- **DATA SUPPLIED**:
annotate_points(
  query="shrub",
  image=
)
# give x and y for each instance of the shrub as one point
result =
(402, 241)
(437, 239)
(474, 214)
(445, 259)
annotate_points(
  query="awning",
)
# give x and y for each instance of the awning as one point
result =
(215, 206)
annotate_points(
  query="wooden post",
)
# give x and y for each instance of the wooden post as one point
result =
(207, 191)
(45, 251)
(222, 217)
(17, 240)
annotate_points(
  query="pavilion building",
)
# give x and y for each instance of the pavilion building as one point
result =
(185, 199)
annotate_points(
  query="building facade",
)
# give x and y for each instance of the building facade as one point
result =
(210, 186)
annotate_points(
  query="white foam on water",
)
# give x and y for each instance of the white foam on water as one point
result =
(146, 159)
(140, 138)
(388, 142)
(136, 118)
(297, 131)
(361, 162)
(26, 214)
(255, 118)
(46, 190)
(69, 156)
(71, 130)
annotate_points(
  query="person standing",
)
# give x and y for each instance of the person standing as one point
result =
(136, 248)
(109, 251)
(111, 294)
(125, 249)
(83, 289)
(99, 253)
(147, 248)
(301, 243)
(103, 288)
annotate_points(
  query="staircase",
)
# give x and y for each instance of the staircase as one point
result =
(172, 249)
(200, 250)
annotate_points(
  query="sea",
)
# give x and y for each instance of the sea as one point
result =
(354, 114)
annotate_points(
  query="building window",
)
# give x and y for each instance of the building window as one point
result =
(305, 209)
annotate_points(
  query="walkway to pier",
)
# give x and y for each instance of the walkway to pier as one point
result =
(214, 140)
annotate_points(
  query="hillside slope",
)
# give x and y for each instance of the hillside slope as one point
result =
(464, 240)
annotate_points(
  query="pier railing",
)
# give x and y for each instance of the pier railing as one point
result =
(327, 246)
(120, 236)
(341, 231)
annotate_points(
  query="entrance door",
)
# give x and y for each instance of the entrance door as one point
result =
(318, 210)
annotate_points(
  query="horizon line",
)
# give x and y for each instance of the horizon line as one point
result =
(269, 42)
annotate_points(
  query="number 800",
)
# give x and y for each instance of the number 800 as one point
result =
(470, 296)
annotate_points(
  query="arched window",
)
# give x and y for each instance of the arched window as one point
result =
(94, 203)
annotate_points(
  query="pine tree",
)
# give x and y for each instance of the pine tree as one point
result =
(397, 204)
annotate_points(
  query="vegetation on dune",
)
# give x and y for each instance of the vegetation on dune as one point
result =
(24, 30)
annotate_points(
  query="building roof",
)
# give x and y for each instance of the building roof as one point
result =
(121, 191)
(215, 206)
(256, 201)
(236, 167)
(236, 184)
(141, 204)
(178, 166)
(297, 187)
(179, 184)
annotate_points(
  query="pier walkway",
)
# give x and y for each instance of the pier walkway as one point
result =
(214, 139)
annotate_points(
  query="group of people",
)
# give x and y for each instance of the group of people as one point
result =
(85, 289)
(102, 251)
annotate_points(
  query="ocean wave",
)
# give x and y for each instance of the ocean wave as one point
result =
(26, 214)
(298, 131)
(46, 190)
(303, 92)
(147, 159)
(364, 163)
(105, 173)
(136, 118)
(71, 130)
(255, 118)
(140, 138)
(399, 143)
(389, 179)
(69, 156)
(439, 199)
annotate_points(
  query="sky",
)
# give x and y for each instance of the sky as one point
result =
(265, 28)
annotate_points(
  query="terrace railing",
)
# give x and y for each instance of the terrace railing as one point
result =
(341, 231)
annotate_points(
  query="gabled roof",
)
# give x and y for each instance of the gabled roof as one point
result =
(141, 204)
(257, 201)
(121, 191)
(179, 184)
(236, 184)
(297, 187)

- **WHAT TO WORK ON**: Only the lines from the one containing "# give x and y for each instance of the terrace" through the last line of the material should be returned, each one exactly as written.

- **ANSWER SPACE**:
# give x and y for each instance of the terrace railing as one point
result =
(341, 231)
annotate_points(
  query="gabled roof",
)
# give x and y for each instance of the gabled roof as one point
result =
(141, 204)
(257, 201)
(121, 191)
(179, 184)
(236, 184)
(297, 187)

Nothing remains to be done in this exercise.